WRITTEN PROBLEM:
Only the lines from the line holding "Would you kindly indicate the sculpture" to the last line should be output, each exactly as given.
+++
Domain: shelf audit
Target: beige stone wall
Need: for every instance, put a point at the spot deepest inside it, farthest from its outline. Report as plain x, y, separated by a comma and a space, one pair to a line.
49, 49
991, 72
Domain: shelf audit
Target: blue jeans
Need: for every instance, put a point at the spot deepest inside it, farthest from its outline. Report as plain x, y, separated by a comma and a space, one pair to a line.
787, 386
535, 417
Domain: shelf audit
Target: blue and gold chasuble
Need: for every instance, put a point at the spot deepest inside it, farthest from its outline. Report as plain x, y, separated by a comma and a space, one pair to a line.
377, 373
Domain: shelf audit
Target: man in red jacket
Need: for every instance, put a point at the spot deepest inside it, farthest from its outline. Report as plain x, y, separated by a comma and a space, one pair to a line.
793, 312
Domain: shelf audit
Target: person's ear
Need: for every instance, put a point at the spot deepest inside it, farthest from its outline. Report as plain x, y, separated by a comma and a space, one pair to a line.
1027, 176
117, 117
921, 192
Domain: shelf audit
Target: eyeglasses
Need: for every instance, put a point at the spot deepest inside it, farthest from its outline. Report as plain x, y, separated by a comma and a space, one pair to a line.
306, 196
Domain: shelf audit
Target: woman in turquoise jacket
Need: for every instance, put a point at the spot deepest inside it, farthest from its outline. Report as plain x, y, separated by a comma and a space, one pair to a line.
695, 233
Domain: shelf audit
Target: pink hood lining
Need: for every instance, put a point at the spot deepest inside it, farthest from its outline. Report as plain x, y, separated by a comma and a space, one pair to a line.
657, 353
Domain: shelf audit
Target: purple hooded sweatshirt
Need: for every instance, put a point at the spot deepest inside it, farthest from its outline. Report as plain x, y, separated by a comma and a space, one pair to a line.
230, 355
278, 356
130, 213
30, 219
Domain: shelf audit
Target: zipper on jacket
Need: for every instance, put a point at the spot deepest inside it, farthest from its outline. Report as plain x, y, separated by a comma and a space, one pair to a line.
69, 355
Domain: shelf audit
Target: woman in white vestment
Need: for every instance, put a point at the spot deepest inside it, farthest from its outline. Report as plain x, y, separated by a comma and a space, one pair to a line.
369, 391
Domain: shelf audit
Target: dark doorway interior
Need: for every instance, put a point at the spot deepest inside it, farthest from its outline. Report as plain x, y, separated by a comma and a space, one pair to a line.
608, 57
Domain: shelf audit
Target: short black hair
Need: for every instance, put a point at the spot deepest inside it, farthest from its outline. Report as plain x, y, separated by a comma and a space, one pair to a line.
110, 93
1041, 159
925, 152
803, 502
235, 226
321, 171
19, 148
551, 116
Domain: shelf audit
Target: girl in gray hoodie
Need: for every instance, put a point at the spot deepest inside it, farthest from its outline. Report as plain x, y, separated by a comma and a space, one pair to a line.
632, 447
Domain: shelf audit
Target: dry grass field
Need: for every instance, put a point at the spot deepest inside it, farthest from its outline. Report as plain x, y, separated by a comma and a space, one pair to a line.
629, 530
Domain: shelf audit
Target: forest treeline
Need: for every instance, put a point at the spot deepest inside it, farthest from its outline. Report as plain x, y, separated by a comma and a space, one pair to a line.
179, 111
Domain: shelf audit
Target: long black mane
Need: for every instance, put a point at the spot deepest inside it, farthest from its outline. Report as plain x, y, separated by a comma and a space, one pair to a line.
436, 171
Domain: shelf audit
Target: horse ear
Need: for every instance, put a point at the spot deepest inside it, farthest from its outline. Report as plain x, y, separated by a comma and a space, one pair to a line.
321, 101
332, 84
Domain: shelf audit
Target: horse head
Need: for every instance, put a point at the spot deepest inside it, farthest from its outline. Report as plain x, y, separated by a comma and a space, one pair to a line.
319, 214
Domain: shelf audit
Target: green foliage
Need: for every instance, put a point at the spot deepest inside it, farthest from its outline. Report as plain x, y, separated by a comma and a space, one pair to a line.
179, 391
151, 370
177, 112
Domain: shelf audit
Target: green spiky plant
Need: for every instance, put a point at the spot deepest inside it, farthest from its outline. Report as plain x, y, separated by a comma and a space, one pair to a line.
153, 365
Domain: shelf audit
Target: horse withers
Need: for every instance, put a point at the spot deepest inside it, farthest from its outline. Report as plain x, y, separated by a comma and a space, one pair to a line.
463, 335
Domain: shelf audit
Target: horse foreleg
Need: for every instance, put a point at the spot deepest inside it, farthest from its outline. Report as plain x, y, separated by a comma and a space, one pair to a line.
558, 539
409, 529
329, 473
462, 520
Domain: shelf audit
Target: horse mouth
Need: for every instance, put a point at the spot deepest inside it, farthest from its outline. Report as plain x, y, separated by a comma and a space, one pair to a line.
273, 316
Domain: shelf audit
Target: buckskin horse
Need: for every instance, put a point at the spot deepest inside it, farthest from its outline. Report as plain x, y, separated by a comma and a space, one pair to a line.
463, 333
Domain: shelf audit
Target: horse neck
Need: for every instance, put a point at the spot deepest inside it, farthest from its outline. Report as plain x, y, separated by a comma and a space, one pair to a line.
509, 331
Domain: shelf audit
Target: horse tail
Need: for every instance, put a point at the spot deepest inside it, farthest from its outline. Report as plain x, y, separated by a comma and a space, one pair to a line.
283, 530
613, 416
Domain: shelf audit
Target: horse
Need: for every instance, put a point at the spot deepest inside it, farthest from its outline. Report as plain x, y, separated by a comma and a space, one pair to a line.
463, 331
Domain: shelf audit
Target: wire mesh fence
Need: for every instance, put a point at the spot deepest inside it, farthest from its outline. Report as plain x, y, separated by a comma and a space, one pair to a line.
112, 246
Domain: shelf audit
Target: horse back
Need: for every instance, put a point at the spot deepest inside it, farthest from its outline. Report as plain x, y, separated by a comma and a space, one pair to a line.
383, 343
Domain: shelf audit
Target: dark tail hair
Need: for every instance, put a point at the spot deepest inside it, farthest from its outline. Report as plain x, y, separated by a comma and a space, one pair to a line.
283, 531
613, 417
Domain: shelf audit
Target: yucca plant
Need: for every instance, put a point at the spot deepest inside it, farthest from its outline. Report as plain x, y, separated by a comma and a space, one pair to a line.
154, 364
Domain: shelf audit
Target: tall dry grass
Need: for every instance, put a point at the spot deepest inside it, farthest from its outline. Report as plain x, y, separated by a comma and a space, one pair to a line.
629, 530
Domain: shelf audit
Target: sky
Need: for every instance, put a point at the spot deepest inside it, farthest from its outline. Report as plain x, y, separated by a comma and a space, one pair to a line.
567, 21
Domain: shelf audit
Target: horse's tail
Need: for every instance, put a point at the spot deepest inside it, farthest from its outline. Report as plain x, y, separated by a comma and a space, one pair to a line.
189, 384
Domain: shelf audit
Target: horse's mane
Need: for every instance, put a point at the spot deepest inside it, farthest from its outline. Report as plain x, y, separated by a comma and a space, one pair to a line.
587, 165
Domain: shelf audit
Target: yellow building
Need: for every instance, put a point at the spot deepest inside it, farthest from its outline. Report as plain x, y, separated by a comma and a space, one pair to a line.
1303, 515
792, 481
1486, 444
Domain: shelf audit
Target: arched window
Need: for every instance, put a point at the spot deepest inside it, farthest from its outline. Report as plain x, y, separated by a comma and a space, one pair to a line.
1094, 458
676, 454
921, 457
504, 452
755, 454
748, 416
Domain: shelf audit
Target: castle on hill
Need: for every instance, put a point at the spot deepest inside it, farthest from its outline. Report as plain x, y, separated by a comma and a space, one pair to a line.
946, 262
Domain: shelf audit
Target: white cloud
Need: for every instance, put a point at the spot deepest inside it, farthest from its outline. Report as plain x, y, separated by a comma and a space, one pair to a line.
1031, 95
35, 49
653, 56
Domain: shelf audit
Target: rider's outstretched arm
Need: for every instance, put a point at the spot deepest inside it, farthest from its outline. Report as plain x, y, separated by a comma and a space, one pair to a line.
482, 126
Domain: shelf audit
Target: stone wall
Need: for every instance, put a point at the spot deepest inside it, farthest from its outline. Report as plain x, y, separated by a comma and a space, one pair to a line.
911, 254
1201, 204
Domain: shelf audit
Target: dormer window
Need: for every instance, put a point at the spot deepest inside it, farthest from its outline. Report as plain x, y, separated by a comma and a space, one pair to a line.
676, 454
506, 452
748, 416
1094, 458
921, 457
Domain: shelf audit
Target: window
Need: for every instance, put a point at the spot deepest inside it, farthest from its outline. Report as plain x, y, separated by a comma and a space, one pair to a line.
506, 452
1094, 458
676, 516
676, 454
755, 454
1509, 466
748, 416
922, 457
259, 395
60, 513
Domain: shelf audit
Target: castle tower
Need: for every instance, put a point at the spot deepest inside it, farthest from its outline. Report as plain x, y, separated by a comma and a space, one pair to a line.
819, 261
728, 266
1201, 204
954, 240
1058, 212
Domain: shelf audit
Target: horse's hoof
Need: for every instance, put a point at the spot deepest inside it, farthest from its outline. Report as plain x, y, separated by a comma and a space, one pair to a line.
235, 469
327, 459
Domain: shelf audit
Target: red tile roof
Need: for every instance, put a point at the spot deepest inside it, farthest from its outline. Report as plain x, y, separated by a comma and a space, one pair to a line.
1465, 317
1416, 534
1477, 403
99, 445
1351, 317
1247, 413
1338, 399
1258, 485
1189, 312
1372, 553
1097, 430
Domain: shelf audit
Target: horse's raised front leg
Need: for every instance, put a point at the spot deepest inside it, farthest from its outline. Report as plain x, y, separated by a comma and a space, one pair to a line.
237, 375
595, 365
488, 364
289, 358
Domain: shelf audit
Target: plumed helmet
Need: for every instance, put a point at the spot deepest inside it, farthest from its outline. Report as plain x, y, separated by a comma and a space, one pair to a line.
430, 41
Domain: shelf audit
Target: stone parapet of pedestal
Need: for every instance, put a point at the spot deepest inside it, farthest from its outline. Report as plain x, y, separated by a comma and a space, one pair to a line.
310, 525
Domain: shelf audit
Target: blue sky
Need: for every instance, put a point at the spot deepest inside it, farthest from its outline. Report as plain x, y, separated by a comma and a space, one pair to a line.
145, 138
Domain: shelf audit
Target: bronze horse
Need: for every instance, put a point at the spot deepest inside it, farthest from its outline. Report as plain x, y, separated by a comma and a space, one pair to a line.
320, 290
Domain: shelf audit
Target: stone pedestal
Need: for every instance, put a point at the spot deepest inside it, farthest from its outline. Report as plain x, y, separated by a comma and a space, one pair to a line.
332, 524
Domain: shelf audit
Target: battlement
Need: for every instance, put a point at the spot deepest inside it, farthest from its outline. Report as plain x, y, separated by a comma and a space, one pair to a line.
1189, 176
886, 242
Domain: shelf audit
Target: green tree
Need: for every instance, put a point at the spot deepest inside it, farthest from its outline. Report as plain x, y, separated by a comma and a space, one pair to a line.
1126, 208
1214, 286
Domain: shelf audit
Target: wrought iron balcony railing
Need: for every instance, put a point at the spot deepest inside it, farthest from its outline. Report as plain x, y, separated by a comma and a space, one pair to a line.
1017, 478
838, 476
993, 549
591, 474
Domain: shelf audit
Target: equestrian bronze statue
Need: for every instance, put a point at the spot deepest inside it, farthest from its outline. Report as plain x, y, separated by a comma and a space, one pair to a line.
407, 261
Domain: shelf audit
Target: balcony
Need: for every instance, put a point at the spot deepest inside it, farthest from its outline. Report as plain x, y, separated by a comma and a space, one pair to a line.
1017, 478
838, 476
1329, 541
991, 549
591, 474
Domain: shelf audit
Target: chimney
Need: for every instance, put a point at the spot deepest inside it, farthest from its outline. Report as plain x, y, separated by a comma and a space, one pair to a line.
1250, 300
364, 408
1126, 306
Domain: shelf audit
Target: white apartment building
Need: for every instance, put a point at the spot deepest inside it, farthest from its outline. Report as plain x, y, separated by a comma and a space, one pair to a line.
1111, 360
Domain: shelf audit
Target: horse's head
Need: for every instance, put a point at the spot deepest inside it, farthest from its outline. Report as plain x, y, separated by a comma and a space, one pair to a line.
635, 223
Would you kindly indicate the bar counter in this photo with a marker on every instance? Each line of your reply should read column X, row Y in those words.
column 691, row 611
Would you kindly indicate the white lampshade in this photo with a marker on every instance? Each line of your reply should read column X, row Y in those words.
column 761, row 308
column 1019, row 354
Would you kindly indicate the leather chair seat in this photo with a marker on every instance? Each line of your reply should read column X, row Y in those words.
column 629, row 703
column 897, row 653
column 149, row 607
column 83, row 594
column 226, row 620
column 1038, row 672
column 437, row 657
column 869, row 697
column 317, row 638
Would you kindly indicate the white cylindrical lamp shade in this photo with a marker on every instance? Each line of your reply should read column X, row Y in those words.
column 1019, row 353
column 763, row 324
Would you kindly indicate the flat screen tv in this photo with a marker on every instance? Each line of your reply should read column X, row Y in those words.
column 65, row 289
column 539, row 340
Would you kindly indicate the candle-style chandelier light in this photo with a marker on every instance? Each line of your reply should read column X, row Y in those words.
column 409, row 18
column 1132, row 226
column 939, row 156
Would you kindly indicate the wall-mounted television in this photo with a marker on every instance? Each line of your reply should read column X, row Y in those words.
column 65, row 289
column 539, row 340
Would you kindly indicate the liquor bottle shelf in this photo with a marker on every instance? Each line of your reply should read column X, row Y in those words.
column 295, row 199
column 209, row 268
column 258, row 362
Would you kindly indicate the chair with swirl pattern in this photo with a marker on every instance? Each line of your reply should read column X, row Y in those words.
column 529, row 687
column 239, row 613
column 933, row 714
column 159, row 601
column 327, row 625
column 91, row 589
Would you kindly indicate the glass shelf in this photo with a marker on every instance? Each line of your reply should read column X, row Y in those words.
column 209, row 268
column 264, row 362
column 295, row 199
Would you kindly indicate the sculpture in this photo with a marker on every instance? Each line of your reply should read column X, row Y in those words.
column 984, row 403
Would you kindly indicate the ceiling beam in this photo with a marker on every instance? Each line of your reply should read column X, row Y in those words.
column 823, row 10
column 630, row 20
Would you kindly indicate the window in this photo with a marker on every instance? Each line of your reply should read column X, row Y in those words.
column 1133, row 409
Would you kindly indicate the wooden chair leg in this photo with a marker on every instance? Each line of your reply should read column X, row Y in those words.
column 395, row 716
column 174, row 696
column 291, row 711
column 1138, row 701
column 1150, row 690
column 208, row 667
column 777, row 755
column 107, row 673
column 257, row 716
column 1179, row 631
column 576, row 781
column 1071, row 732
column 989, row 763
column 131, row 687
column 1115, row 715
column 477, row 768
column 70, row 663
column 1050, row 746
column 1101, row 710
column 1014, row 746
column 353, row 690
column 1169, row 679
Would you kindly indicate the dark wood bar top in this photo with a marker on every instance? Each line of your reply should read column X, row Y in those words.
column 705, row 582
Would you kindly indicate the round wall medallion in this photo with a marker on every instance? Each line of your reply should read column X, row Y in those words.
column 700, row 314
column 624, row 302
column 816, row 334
+++
OUTPUT FOR THIS EXERCISE:
Would you kindly indicate the sculpture in this photo with a marker on every instance? Each line of your reply should read column X, row Y in those words.
column 984, row 403
Would you kindly indicate the ceiling beam in this photo with a marker on every instance? Each line of your reply should read column X, row Y in those words.
column 823, row 10
column 630, row 20
Would you kindly indicate the window in this photo with a marker on every instance? Each line of your reply should read column X, row Y in those words.
column 1133, row 409
Would you kindly indicate the wooden chair leg in this photo with a marker on every instance? Each line of your reply should read column X, row Y in those words.
column 395, row 716
column 174, row 696
column 291, row 711
column 1138, row 701
column 1150, row 690
column 208, row 667
column 777, row 755
column 107, row 673
column 257, row 716
column 1179, row 631
column 576, row 781
column 1071, row 732
column 989, row 763
column 131, row 687
column 1115, row 715
column 477, row 768
column 70, row 663
column 1050, row 746
column 1101, row 710
column 1014, row 746
column 353, row 690
column 1169, row 679
Would you kindly indicate the dark wood bar top in this photo with a marker on every instance? Each line of your reply should read column X, row Y in those words.
column 705, row 582
Would you kindly indicate the round wall medallion in this photo with a marker on every instance? Each line of your reply should read column X, row Y in those words.
column 700, row 314
column 624, row 302
column 816, row 334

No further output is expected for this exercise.